Exercise data »
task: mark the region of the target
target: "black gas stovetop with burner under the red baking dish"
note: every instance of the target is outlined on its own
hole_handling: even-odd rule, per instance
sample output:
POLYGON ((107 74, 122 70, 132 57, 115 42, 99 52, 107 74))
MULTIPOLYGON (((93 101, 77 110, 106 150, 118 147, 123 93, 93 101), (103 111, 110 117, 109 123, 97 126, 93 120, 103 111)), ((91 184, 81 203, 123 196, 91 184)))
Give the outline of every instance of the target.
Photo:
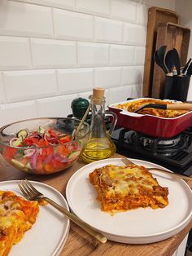
POLYGON ((117 152, 126 157, 151 161, 175 173, 192 175, 192 128, 173 138, 160 139, 116 127, 111 139, 116 143, 117 152))

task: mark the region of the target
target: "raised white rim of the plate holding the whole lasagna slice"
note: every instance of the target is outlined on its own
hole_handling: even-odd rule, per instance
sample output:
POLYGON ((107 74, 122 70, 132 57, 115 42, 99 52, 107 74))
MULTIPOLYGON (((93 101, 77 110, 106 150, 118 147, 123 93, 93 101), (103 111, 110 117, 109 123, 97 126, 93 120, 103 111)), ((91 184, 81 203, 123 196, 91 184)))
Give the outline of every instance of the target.
MULTIPOLYGON (((82 170, 84 170, 84 169, 86 169, 87 168, 87 166, 88 166, 88 168, 89 168, 89 166, 97 166, 97 164, 99 165, 99 163, 105 163, 105 162, 107 162, 107 161, 120 161, 120 158, 122 158, 122 157, 114 157, 114 158, 107 158, 107 159, 103 159, 103 160, 99 160, 99 161, 94 161, 94 162, 91 162, 91 163, 89 163, 89 164, 87 164, 86 166, 82 166, 80 169, 78 169, 78 170, 76 170, 76 172, 74 173, 74 174, 72 174, 72 176, 70 177, 70 179, 68 179, 68 183, 67 183, 67 186, 66 186, 66 198, 67 198, 67 201, 68 201, 68 205, 69 205, 69 207, 70 207, 70 209, 72 210, 72 212, 74 213, 74 214, 76 214, 77 216, 78 216, 78 214, 76 213, 76 210, 73 210, 72 209, 72 207, 71 207, 71 205, 72 205, 72 203, 71 203, 71 201, 69 200, 69 193, 70 193, 70 191, 69 191, 69 187, 70 187, 70 183, 72 183, 72 179, 74 179, 74 177, 76 177, 76 176, 78 176, 78 174, 81 174, 81 172, 82 172, 82 170)), ((140 160, 140 159, 136 159, 136 158, 129 158, 129 157, 127 157, 130 161, 142 161, 143 163, 146 163, 146 164, 151 164, 151 165, 153 165, 153 166, 155 166, 155 167, 161 167, 161 168, 163 168, 164 170, 168 170, 167 168, 165 168, 164 166, 159 166, 158 164, 155 164, 155 163, 153 163, 153 162, 151 162, 151 161, 144 161, 144 160, 140 160)), ((108 163, 109 164, 109 163, 108 163)), ((123 163, 122 163, 123 164, 123 163)), ((95 168, 97 168, 97 167, 95 167, 95 168)), ((172 171, 171 170, 168 170, 170 173, 172 173, 172 171)), ((168 174, 163 174, 162 173, 162 178, 164 178, 164 179, 166 179, 166 175, 168 175, 168 174)), ((190 196, 191 196, 191 199, 192 199, 192 190, 191 190, 191 188, 190 188, 190 186, 187 184, 187 183, 185 183, 185 181, 183 180, 183 179, 176 179, 176 181, 177 181, 177 183, 181 183, 181 185, 182 185, 182 187, 183 186, 185 186, 186 188, 187 188, 187 194, 188 193, 190 193, 190 196)), ((191 208, 192 209, 192 208, 191 208)), ((78 216, 79 217, 79 216, 78 216)), ((80 218, 80 217, 79 217, 80 218)), ((124 236, 124 235, 117 235, 116 233, 114 233, 114 232, 106 232, 106 231, 103 231, 102 229, 98 229, 97 227, 94 227, 94 226, 92 226, 92 227, 94 227, 94 228, 96 228, 96 229, 98 229, 98 231, 99 232, 103 232, 104 234, 106 234, 106 235, 108 235, 108 236, 116 236, 116 237, 120 237, 120 238, 122 238, 123 240, 124 239, 147 239, 147 238, 151 238, 151 237, 155 237, 155 238, 158 238, 159 236, 162 236, 162 235, 168 235, 170 232, 174 232, 174 231, 176 231, 176 234, 177 234, 177 232, 180 232, 183 228, 185 228, 186 227, 186 225, 188 224, 188 223, 190 223, 190 220, 191 220, 191 218, 192 218, 192 210, 191 210, 191 212, 190 212, 190 214, 188 214, 187 215, 187 217, 183 220, 183 221, 181 221, 181 223, 179 223, 179 224, 177 224, 177 226, 175 226, 174 228, 169 228, 167 231, 165 231, 165 232, 155 232, 155 233, 153 233, 153 234, 150 234, 150 235, 142 235, 142 236, 139 236, 139 235, 129 235, 129 236, 124 236)), ((85 221, 85 219, 83 219, 83 221, 85 221)), ((86 221, 85 221, 86 222, 86 221)), ((89 223, 89 225, 90 225, 90 223, 89 223)), ((173 236, 173 235, 172 235, 173 236)), ((168 236, 168 237, 170 237, 170 236, 168 236)), ((168 237, 166 237, 166 238, 164 238, 164 239, 167 239, 168 237)), ((162 241, 162 240, 164 240, 164 239, 160 239, 160 240, 155 240, 155 241, 162 241)), ((116 241, 116 240, 114 240, 114 241, 116 241)), ((123 241, 124 242, 124 241, 123 241)), ((143 242, 143 243, 146 243, 146 241, 145 242, 143 242)), ((139 242, 137 242, 137 244, 139 244, 139 242)))

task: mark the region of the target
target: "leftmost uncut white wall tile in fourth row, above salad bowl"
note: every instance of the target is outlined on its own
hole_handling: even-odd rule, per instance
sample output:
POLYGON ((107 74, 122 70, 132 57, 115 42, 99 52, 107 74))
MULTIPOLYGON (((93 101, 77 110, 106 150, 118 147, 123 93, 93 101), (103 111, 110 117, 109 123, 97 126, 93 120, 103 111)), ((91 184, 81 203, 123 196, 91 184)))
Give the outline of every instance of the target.
POLYGON ((3 80, 7 102, 57 94, 55 70, 9 71, 3 73, 3 80))

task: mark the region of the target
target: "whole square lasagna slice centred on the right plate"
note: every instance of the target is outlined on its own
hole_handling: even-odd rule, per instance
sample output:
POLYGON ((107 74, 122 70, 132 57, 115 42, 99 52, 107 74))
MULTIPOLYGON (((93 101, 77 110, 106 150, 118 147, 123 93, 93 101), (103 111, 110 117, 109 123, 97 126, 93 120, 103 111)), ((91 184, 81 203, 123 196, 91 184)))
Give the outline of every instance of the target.
POLYGON ((104 211, 168 205, 168 188, 162 188, 144 166, 103 166, 89 174, 89 181, 96 188, 104 211))

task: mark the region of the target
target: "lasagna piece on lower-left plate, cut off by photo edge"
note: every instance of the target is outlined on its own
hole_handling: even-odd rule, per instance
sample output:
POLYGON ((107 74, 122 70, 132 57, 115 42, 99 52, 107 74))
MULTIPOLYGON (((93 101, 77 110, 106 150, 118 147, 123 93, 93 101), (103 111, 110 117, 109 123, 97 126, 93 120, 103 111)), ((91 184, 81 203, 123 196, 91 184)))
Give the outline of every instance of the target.
POLYGON ((14 192, 0 191, 0 255, 6 256, 36 222, 37 201, 26 201, 14 192))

What the task asks »
Please go line by line through the records above, copying each one that holds the string "slice".

Answer »
target: "raised white rim of the plate holding the whole lasagna slice"
target: "whole square lasagna slice centred on the right plate"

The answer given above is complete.